◆ Blok Teks
-=-=-=-=-

Blitar – Di awal bulan Ramadlan, Pengurus Cabang Nahdlatul Ulama Kota Blitar Jawa Timur melakukan Safari Ramadhan yang dilakukan secara rutin dan terjadwal. Selama kegiatan berlangsung, sejumlah informasi kekinian tentang masalah agama dan organisasi disampaikan kepada jamaah.
Safari ramadhan ke-9 ini berlangsung di Mushola Al-Ishlah Karangtengah Kota Blitar. “Alhamdulillah seluruh jadwal Syafari Ramadlan 1440 H PCNU Kota Blitar sudah terlaksanakan dengan lancar. Safari terakhir ini disambut antusias warga sekitar, termasuk kehadiran seluruh pengurus NU Kota Blitar,” kata sekretaris PCNU Kota Blitar, H. Sarianto, M.Pd.I, Rabu (15/5).

-=-=-=-=-

◆ Cuplikan Data

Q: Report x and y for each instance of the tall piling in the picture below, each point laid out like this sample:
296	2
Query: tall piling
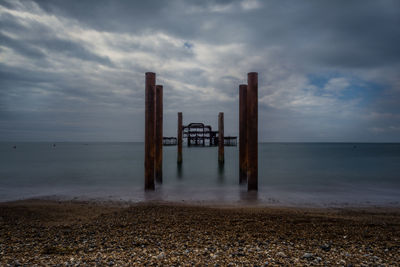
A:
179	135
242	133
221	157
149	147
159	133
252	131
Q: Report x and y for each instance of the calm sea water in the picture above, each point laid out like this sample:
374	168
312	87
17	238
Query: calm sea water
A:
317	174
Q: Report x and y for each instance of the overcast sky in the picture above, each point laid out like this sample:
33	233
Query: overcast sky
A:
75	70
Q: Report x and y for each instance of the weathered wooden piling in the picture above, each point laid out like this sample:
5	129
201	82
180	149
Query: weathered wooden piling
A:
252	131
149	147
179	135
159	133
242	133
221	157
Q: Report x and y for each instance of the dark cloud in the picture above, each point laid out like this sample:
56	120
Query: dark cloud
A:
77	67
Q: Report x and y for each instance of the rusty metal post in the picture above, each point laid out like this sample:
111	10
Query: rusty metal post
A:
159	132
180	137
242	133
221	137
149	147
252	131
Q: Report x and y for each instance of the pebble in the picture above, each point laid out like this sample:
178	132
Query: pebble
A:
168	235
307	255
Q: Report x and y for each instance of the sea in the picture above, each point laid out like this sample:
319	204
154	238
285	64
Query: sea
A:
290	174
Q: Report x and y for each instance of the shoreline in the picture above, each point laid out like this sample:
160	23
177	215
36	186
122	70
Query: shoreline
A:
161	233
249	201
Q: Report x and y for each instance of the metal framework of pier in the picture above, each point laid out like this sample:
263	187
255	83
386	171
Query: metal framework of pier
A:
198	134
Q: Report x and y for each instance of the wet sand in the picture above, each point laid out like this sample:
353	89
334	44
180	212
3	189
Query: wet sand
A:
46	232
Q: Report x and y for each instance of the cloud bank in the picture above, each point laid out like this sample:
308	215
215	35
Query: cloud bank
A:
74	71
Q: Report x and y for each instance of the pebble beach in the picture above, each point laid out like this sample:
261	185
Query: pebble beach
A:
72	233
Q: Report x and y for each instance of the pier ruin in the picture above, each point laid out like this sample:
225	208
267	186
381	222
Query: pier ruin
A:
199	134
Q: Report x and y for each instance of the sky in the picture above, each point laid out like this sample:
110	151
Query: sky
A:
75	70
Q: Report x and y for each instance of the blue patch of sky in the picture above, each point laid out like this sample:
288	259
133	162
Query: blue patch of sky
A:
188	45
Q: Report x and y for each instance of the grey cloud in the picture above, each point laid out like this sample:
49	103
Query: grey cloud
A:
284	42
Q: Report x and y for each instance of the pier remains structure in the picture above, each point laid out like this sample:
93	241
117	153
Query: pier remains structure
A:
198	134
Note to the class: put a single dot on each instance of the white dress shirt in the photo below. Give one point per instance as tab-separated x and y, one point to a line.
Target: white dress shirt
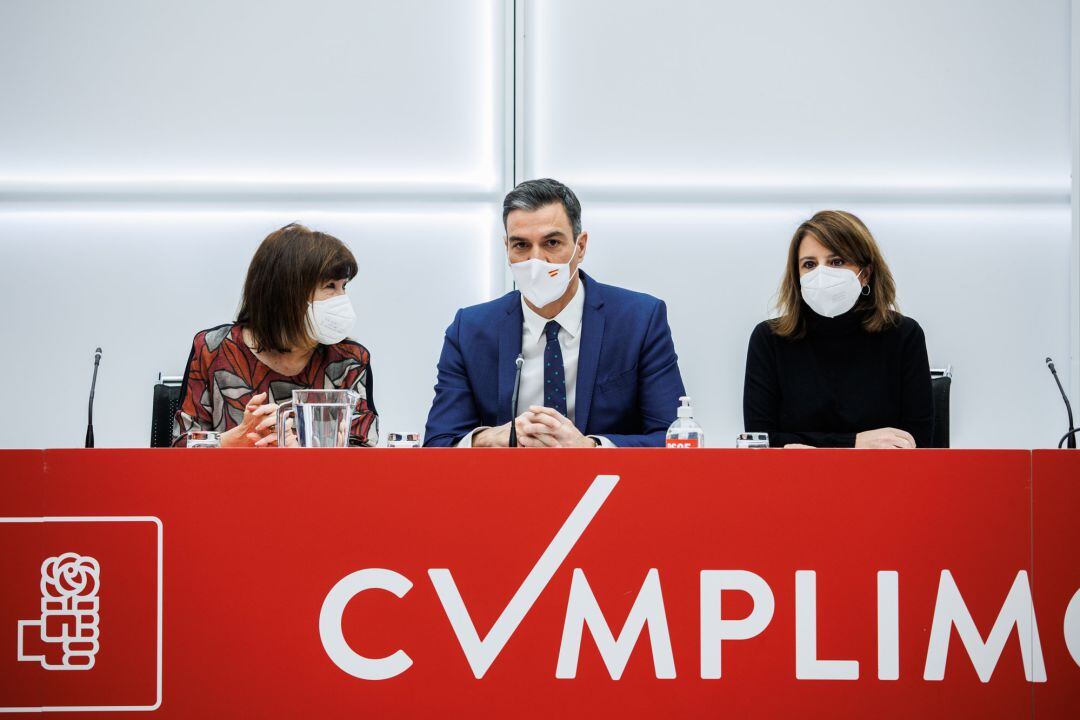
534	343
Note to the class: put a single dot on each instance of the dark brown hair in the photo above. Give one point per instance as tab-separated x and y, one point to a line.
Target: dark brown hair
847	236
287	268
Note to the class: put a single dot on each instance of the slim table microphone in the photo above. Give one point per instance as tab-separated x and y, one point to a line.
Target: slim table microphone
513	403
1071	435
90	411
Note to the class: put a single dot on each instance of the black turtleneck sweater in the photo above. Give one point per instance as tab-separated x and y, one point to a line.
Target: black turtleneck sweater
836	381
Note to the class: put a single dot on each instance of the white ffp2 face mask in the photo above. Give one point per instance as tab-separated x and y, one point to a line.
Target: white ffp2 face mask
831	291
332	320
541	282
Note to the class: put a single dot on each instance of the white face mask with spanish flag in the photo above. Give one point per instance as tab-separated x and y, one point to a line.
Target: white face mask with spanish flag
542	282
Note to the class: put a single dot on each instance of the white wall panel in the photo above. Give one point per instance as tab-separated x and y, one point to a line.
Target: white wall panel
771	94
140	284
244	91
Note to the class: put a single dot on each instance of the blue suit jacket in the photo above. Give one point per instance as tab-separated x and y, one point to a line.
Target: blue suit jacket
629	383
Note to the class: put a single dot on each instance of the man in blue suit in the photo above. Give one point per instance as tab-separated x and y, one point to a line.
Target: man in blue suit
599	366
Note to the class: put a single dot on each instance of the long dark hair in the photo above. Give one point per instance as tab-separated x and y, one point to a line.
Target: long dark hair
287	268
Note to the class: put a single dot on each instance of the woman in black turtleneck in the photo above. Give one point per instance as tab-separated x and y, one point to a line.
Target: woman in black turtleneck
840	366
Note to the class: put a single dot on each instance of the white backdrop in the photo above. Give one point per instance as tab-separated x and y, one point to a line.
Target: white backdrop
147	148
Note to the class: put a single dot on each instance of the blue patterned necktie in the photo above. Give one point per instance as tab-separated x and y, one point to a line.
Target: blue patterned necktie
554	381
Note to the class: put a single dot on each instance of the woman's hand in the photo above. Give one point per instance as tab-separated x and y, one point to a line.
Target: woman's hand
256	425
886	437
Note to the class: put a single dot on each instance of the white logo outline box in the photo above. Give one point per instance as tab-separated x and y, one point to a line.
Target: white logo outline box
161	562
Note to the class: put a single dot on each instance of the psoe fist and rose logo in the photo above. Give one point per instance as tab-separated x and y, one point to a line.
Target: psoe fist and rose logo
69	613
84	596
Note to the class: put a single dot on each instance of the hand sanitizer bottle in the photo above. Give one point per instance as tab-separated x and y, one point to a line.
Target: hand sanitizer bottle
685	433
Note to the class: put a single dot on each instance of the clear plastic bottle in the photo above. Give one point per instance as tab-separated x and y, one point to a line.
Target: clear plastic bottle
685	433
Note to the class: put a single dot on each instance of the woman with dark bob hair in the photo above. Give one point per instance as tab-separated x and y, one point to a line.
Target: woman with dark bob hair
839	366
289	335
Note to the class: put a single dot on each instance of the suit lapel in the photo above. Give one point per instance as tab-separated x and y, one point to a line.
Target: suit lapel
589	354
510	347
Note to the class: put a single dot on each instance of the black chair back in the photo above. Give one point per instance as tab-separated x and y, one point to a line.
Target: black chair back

-=-=-=-=-

◆ Tujuan Tugas
Sunting teks tentang Safari Ramadhan PCNU Kota Blitar dengan menuliskan kembali bagiannya yang dimulai dengan "Safari ramadhan ke-9" dan berlanjut sampai "M.Pd.I, Rabu (15/5).". Dalam bagian itu, ganti "Mushola" dengan "Masjid".

◆ Jawaban Latihan
Safari ramadhan ke-9 ini berlangsung di Masjid Al-Ishlah Karangtengah Kota Blitar. “Alhamdulillah seluruh jadwal Syafari Ramadlan 1440 H PCNU Kota Blitar sudah terlaksanakan dengan lancar. Safari terakhir ini disambut antusias warga sekitar, termasuk kehadiran seluruh pengurus NU Kota Blitar,” kata sekretaris PCNU Kota Blitar, H. Sarianto, M.Pd.I, Rabu (15/5).